Exercise data:
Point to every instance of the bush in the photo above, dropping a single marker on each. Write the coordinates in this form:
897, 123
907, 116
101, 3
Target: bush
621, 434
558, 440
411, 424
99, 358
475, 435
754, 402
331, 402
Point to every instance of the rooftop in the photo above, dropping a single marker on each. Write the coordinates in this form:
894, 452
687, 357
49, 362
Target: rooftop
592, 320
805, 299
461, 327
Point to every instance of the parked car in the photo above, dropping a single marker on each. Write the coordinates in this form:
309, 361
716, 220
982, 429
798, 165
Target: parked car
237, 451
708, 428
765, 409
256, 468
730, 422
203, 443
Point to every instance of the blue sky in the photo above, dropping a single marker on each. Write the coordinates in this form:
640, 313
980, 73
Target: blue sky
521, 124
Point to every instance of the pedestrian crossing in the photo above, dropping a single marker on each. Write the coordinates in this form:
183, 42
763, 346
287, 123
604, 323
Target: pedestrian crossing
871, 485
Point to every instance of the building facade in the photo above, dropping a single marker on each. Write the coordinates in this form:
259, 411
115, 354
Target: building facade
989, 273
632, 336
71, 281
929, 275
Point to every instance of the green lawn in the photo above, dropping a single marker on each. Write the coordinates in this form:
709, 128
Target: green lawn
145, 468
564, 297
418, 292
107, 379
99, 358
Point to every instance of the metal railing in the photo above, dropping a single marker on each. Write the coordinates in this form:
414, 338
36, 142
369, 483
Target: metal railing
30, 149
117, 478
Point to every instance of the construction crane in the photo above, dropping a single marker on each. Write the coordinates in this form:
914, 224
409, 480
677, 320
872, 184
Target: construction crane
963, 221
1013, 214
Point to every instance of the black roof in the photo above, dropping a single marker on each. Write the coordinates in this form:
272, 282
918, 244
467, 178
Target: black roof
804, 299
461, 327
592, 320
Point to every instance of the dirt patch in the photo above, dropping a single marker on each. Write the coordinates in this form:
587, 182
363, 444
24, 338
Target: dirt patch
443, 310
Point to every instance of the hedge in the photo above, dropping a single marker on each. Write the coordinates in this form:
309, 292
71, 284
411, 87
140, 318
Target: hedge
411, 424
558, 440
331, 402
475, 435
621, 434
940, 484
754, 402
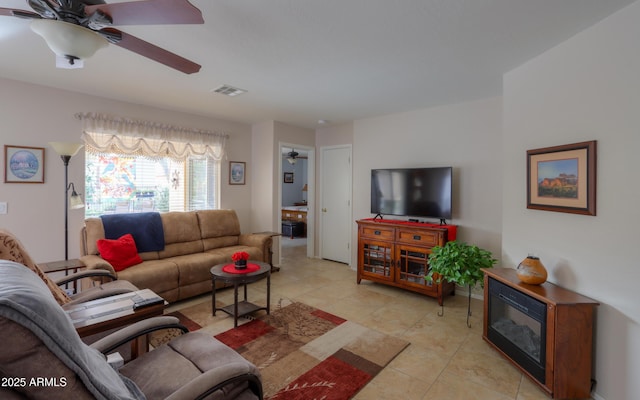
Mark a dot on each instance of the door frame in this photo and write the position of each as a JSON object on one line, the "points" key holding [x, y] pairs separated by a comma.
{"points": [[311, 195], [321, 191]]}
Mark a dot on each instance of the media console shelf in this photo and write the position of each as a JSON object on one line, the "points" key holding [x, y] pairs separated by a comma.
{"points": [[396, 253], [564, 320]]}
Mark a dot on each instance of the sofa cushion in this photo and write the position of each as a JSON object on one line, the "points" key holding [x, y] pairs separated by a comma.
{"points": [[146, 228], [161, 276], [180, 227], [121, 253], [218, 223]]}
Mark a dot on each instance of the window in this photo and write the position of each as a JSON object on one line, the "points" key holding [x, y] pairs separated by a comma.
{"points": [[136, 166], [121, 183]]}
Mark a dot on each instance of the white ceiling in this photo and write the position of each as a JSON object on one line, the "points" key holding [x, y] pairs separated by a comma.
{"points": [[304, 60]]}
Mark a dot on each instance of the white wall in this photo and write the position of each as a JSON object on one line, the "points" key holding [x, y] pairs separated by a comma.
{"points": [[465, 136], [34, 115], [584, 89]]}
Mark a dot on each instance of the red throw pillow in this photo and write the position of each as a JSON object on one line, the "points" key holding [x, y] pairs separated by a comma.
{"points": [[121, 253]]}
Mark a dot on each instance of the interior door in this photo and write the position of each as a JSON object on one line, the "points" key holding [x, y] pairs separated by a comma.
{"points": [[335, 207]]}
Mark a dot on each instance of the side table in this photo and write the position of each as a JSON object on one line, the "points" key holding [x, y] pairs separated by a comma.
{"points": [[239, 309]]}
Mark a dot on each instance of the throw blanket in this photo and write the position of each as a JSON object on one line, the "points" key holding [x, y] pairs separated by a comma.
{"points": [[146, 229], [25, 299]]}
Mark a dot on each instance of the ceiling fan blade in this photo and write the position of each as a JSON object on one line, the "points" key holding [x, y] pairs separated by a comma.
{"points": [[150, 12], [155, 53], [12, 12]]}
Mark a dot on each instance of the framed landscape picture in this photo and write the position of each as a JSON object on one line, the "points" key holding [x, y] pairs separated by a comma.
{"points": [[237, 172], [563, 178], [23, 164]]}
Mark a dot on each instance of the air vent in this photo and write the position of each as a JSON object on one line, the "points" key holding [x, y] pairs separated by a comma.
{"points": [[229, 90]]}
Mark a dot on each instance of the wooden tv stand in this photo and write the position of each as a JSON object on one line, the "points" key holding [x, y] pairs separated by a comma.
{"points": [[396, 253]]}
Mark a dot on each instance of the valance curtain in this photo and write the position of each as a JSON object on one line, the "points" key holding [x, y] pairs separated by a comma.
{"points": [[105, 134]]}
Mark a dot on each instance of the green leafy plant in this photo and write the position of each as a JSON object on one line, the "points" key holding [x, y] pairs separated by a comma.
{"points": [[459, 263]]}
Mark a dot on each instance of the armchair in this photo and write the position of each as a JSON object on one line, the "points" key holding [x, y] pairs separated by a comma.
{"points": [[42, 349], [12, 249]]}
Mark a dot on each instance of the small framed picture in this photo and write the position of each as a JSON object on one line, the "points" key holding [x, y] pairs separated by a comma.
{"points": [[288, 177], [23, 164], [563, 178], [237, 172]]}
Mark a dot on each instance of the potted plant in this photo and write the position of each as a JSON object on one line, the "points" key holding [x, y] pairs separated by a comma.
{"points": [[459, 263]]}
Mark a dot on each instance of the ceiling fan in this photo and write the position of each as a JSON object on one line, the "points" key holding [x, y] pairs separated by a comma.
{"points": [[76, 29], [293, 156]]}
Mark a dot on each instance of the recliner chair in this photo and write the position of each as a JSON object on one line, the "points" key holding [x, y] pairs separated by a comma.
{"points": [[43, 357], [12, 249]]}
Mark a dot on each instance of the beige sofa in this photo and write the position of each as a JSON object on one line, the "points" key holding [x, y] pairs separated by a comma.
{"points": [[194, 242]]}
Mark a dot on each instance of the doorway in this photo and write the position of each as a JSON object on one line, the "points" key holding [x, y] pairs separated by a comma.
{"points": [[296, 198], [335, 203]]}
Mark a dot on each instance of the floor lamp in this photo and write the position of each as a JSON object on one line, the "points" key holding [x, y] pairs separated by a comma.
{"points": [[66, 151]]}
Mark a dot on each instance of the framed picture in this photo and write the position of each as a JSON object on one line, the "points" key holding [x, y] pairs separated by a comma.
{"points": [[288, 177], [237, 172], [563, 178], [23, 164]]}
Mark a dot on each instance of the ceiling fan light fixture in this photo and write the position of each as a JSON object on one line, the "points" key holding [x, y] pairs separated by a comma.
{"points": [[70, 41]]}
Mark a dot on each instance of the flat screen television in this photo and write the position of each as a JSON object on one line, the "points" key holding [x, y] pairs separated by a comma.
{"points": [[417, 192]]}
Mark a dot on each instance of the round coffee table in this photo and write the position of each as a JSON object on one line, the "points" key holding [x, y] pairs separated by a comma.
{"points": [[239, 309]]}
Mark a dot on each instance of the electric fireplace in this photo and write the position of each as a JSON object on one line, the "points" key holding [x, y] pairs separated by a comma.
{"points": [[517, 325], [544, 330]]}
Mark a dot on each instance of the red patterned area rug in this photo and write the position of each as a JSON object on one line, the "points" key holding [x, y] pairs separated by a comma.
{"points": [[305, 353]]}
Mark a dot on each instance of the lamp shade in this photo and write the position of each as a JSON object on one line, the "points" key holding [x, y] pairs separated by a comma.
{"points": [[75, 201], [68, 40], [66, 149]]}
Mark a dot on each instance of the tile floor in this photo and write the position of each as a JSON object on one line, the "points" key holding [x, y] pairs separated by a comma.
{"points": [[446, 359]]}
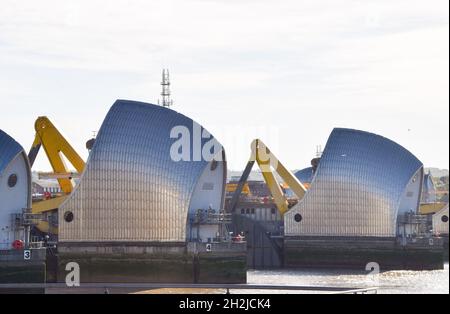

Stated exercise:
Put the stretch from the line containing "Mark a dot on each instance of the tile" through the end of the items above into a JSON list of strings, one string per line, leaving out blank lines and any pictures.

Written reply:
[
  "Mark a dot on each instance of the tile floor in this photo and write the position of each as a JSON object on one line, the \"points\" key holding [x, y] pairs separated by a comma.",
  "{\"points\": [[446, 359]]}"
]